— What you will do —
Could you give the entries below again with "circle" substituted for every "disc", leaving everything else unchanged and the pictures out?

— Exercise data —
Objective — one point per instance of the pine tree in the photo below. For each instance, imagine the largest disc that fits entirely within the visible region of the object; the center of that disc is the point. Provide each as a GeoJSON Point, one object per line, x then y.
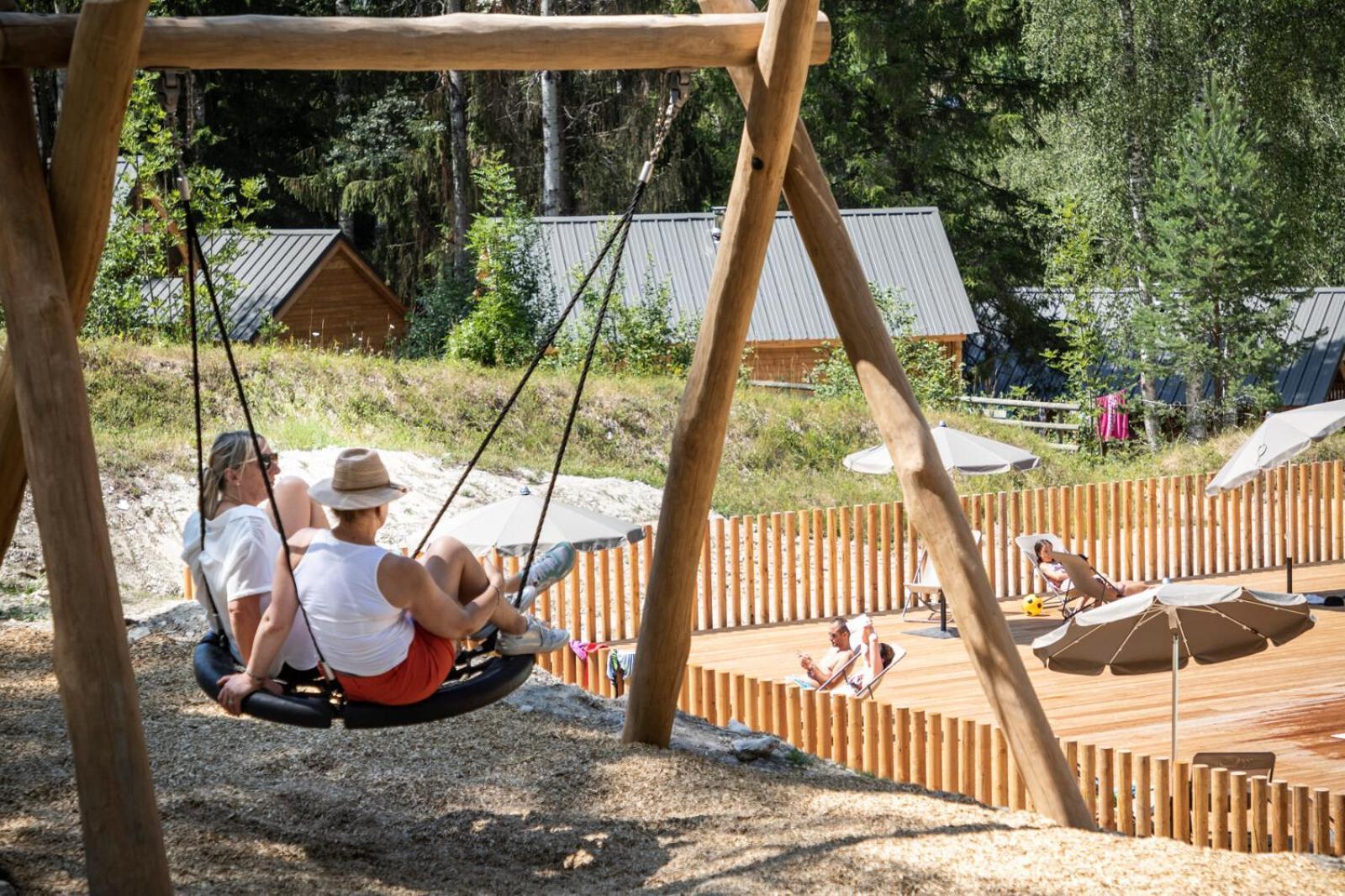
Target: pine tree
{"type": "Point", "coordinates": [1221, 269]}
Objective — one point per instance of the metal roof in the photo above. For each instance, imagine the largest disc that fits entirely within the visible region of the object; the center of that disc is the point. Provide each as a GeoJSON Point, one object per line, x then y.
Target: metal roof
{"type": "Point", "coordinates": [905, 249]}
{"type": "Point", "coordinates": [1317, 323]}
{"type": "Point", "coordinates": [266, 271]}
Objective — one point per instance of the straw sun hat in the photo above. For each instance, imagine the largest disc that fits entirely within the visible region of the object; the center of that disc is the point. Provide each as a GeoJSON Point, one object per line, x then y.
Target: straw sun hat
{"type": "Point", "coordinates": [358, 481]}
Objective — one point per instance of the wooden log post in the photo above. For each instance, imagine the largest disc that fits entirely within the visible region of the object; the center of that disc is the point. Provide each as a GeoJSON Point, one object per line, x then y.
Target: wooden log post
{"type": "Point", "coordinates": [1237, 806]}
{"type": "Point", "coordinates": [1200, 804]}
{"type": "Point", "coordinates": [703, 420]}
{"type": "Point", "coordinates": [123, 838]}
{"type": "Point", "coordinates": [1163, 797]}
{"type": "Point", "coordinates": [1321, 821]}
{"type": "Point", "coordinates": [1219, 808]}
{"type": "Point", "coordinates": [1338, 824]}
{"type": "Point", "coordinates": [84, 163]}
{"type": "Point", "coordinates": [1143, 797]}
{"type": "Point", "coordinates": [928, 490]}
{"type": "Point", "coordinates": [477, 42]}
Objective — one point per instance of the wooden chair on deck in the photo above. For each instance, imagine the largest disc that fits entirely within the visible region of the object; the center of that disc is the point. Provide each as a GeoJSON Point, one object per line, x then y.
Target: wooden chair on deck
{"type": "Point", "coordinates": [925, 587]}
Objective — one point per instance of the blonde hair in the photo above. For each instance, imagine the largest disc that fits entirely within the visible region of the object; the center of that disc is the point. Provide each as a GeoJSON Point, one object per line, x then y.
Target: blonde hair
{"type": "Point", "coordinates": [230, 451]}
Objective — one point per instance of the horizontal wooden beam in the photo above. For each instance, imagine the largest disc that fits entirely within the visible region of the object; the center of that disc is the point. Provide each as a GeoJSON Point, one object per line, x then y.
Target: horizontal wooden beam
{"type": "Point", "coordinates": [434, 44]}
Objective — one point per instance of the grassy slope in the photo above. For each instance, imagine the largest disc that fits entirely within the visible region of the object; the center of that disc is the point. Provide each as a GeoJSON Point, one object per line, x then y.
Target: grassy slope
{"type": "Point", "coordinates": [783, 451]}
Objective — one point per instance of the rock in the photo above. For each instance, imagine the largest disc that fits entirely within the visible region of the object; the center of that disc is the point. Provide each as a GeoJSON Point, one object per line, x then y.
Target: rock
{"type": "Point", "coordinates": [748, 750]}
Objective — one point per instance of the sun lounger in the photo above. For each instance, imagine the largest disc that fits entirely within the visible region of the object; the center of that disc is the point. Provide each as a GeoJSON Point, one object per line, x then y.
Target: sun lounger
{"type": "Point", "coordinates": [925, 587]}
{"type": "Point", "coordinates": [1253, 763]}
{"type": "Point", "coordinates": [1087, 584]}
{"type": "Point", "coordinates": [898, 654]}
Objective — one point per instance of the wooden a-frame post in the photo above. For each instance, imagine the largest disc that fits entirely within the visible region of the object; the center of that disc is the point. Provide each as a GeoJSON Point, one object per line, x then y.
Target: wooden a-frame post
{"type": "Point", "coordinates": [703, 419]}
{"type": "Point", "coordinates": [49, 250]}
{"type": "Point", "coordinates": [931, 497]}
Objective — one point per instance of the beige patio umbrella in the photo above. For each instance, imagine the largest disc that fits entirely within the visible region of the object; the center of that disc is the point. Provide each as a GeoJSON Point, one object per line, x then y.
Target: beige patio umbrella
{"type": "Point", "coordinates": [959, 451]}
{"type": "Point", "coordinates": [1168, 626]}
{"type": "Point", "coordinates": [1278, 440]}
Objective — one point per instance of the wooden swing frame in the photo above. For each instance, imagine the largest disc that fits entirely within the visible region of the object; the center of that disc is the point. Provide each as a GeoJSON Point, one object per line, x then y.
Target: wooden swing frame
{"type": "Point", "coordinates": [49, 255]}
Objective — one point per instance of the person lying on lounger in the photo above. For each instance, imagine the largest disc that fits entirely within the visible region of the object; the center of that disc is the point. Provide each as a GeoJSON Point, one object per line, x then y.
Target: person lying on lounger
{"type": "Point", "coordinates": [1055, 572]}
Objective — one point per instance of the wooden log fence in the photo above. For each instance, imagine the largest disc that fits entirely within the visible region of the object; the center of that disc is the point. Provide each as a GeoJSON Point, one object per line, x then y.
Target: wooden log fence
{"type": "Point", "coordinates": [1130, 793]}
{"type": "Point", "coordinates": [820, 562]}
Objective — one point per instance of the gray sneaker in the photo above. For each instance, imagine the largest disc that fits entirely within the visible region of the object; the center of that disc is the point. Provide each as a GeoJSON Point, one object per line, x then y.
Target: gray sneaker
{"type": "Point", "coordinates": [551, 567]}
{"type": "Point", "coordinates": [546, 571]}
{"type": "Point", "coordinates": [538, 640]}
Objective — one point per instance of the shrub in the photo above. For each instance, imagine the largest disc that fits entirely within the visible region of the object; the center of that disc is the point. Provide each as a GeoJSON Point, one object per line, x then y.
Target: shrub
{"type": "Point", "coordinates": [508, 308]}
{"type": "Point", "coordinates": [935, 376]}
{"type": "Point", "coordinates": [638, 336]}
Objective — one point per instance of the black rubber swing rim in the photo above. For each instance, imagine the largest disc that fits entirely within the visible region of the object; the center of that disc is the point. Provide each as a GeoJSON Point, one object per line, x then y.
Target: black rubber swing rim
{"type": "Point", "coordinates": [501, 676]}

— Exercise solution —
Objective — one point per instance of the pine tree in the photo below. For each instance, imagine the largest circle that fits entirely within the visible region of the object; the center of that circle is the point. Provide each as a GeoJSON Point, one object per line, x then y.
Target: pine tree
{"type": "Point", "coordinates": [1221, 269]}
Objective — one point per instance of the metal roof in the photo above. For each instance, imagine the largest circle that fits entirely within the visible region of the object; the center of that circle is the point. Provide each as a GeoJSON Point, one object per line, x then y.
Target: metal roof
{"type": "Point", "coordinates": [905, 249]}
{"type": "Point", "coordinates": [1317, 323]}
{"type": "Point", "coordinates": [266, 271]}
Objective — one point per instance of the straw sun hat in the photo above. For each instance, imagine the largest circle that fits entirely within the visible region of the object; the center of that circle is the point. Provide each as a GeoJSON Point, one object per line, x then y.
Target: straw sun hat
{"type": "Point", "coordinates": [358, 481]}
Objective — one point per instance of the wooden log post in the photo above. For each instance, imagine the largest circle that fits entirely within the visible region of the object; the center of that circle is the point. Provide each as a GeoJSON Point, one object per line, x then y.
Target: wooden log post
{"type": "Point", "coordinates": [1237, 806]}
{"type": "Point", "coordinates": [1200, 804]}
{"type": "Point", "coordinates": [703, 420]}
{"type": "Point", "coordinates": [123, 838]}
{"type": "Point", "coordinates": [1163, 797]}
{"type": "Point", "coordinates": [1321, 821]}
{"type": "Point", "coordinates": [1219, 808]}
{"type": "Point", "coordinates": [1338, 824]}
{"type": "Point", "coordinates": [84, 163]}
{"type": "Point", "coordinates": [1143, 797]}
{"type": "Point", "coordinates": [928, 490]}
{"type": "Point", "coordinates": [477, 42]}
Objective — one point per instance of the wooden chair on deck in the photo above. For each instance, imagine the largest circle that fits entirely within the visible region of the object; the center of that circle is the point. Provide each as a GeoJSON Point, one object per line, x then y.
Target: wooden chair on deck
{"type": "Point", "coordinates": [925, 587]}
Objective — one point per instance of the blonde hair in the photo above. For each instance, imagine the largest circle that fits entirely within the visible region of the object; the center of that circle is the point. Provide each as a GeoJSON Point, one object per line, x then y.
Target: blonde hair
{"type": "Point", "coordinates": [230, 451]}
Objective — one point per instance of the horizontal wooden beam in the photo above. For each instance, imagine the largest circle that fits entirely within the visible region of the object; the center of that circle is the point. Provide each as a GeoJSON Point, one object per line, x then y.
Target: horizontal wooden beam
{"type": "Point", "coordinates": [434, 44]}
Objective — one point per instance of the grassy slope in the photo above. For each instance, imagine the largest circle that fits entirely within the visible region of the object; the center of that circle is the point. Provide each as a GeoJSON Point, one object per line, x then y.
Target: grassy slope
{"type": "Point", "coordinates": [783, 451]}
Objective — one point per instance of the rock in the photo above. For each instance, imagine the largest circle that fits entirely within the visible region of the object; the center of that circle is the point. Provide each as a GeoJSON Point, one object per line, x then y.
Target: rock
{"type": "Point", "coordinates": [748, 750]}
Objective — one point per instance of the sun lounger in the photo above. For each instance, imagine the largest circle that fits entirely within the visible region of the object; the center of that circle is the point. Provide each as a GeoJSON Point, one object per line, x then y.
Target: sun lounger
{"type": "Point", "coordinates": [925, 587]}
{"type": "Point", "coordinates": [1253, 763]}
{"type": "Point", "coordinates": [1087, 584]}
{"type": "Point", "coordinates": [898, 654]}
Objective — one point per instance of the wooden a-frame post in the photo above. For each instance, imagine the largest circle that fits entirely within the visible region of the object; the center of that circle is the point. Provide each as a GeoJSON Point, one object per line, x then y.
Target: wooden a-frame post
{"type": "Point", "coordinates": [703, 419]}
{"type": "Point", "coordinates": [49, 250]}
{"type": "Point", "coordinates": [931, 497]}
Objective — one point per instance of the beige patio umbrella in the photo above. For each instance, imagine the largest circle that fits entirely within the visible region of the object; the center of that circle is the point. Provide each as a GeoJSON Point, one object per line, x then y.
Target: beige patio umbrella
{"type": "Point", "coordinates": [959, 451]}
{"type": "Point", "coordinates": [1168, 626]}
{"type": "Point", "coordinates": [1278, 440]}
Objective — one point per instance of the wooden swing frame in the photo above. For each instance, imagine the largest circle that fits entirely within the visible region of the object; the center of that circle is the point. Provide each as a GeoJSON Point, one object per line, x then y.
Target: wooden swing frame
{"type": "Point", "coordinates": [49, 255]}
Objective — one point per instance of the person lying on lounger in the photo above. For each instance, imagine the largest circle that fits entirely within the visible region of the object; the center of that circle is the point. Provide each as a GeoJSON Point, one object per line, x then y.
Target: person lying on lounger
{"type": "Point", "coordinates": [1055, 572]}
Objective — one point per instance of the wooden log fence in the photo above. For each instance, imagine the largest circle that fits entirely within the visible region of the object; the center of that circle is the point. Provide each as a GeoJSON Point, one object per line, x then y.
Target: wooden log fence
{"type": "Point", "coordinates": [1130, 793]}
{"type": "Point", "coordinates": [820, 562]}
Objective — one point per instance of the gray sneaker in the photo above. For each instance, imagine the largest circle that fits entirely within the visible region of the object; the center of that circle is the point. Provide each as a GeoJSON Point, one object per line, x then y.
Target: gray sneaker
{"type": "Point", "coordinates": [551, 567]}
{"type": "Point", "coordinates": [546, 571]}
{"type": "Point", "coordinates": [538, 640]}
Objective — one point per instance of the shrub in the photo above. For each instance, imagine the largest circle that fits entirely within the visible region of the object; the center of that circle is the point. Provide each as a GeoJSON Point, one object per line, x then y.
Target: shrub
{"type": "Point", "coordinates": [508, 308]}
{"type": "Point", "coordinates": [935, 376]}
{"type": "Point", "coordinates": [638, 336]}
Objective — one point per instance of the black rubber swing rim in the photo above. For each instance, imagine the largest circle that fits entirely within the visible region of the object; the center of that circle is the point. Provide each as a GeoJSON Point, one object per line, x then y.
Target: black rubber swing rim
{"type": "Point", "coordinates": [501, 676]}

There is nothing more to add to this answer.